**GOAL OF THE EXERCISE:**
Reproduce the lines from the one containing "task: segment the green grass clump" through the one containing "210), (748, 260)]]", with the requests included. Shift each polygon vertex coordinate in the outlines by adding 10 to every x and y value.

***** GIVEN INFORMATION *****

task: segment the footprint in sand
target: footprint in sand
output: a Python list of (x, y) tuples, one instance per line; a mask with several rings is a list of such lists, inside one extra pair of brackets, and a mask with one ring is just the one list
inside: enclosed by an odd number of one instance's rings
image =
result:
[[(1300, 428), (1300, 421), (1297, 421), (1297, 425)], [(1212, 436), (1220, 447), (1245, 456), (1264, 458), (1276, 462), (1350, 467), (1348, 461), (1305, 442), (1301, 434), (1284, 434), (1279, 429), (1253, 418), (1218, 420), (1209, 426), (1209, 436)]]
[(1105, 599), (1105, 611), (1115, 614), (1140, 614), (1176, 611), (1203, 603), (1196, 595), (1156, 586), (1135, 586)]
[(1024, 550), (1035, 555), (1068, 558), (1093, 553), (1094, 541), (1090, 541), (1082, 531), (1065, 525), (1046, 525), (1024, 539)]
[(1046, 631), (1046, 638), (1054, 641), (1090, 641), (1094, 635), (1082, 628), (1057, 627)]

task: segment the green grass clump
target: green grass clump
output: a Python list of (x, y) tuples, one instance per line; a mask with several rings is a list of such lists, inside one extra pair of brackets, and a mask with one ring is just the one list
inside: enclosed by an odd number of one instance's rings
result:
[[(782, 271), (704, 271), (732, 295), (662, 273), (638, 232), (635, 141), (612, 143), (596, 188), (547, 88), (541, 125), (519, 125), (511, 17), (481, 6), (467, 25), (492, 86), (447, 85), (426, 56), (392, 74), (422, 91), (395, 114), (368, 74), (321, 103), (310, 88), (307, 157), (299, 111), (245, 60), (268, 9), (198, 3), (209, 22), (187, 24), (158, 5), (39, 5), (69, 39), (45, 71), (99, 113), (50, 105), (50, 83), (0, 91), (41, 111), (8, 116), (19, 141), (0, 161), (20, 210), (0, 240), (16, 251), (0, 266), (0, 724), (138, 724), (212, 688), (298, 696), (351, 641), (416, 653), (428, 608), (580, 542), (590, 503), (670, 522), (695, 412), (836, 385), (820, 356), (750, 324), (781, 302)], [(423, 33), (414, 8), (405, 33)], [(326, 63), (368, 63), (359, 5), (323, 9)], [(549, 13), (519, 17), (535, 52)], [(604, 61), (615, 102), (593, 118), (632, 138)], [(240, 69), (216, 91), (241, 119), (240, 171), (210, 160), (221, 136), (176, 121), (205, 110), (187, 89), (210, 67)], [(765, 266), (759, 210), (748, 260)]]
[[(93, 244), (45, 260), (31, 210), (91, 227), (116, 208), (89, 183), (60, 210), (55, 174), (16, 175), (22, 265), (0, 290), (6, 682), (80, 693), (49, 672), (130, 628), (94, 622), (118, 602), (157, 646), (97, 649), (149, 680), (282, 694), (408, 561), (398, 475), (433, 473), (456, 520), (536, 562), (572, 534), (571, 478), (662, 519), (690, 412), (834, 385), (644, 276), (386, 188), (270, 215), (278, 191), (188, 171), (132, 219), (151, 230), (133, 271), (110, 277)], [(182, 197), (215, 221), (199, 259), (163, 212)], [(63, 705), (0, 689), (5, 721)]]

*****

**TASK RESULT:**
task: segment the green grass clump
target: green grass clump
output: a Python list of (x, y) tuples, one instance per line; a mask with several rings is a list of such lists, inside one extra pair of brackets, and a mask with one ring is just the one list
inside: enclosed by an odd number of one instance's rings
result:
[[(792, 281), (714, 281), (742, 305), (672, 283), (648, 242), (645, 151), (622, 153), (606, 198), (557, 98), (551, 135), (529, 135), (521, 27), (491, 16), (477, 35), (502, 96), (457, 95), (436, 66), (402, 84), (432, 101), (405, 124), (378, 84), (331, 113), (320, 98), (317, 167), (309, 121), (255, 70), (278, 19), (208, 13), (219, 32), (197, 34), (168, 15), (49, 15), (79, 49), (55, 81), (109, 123), (60, 115), (60, 93), (10, 101), (51, 121), (18, 126), (29, 151), (10, 171), (30, 220), (10, 250), (26, 261), (10, 276), (10, 734), (148, 734), (222, 698), (308, 706), (361, 651), (426, 663), (438, 618), (590, 552), (600, 513), (680, 532), (705, 422), (846, 395), (830, 366), (760, 334), (791, 312)], [(433, 43), (424, 18), (415, 43)], [(336, 73), (378, 73), (369, 15), (333, 19)], [(559, 23), (529, 27), (545, 62)], [(614, 71), (625, 112), (603, 128), (642, 148)], [(250, 79), (226, 101), (251, 129), (250, 181), (220, 170), (231, 146), (186, 131), (215, 120), (197, 99), (220, 77)], [(775, 276), (769, 220), (758, 270)]]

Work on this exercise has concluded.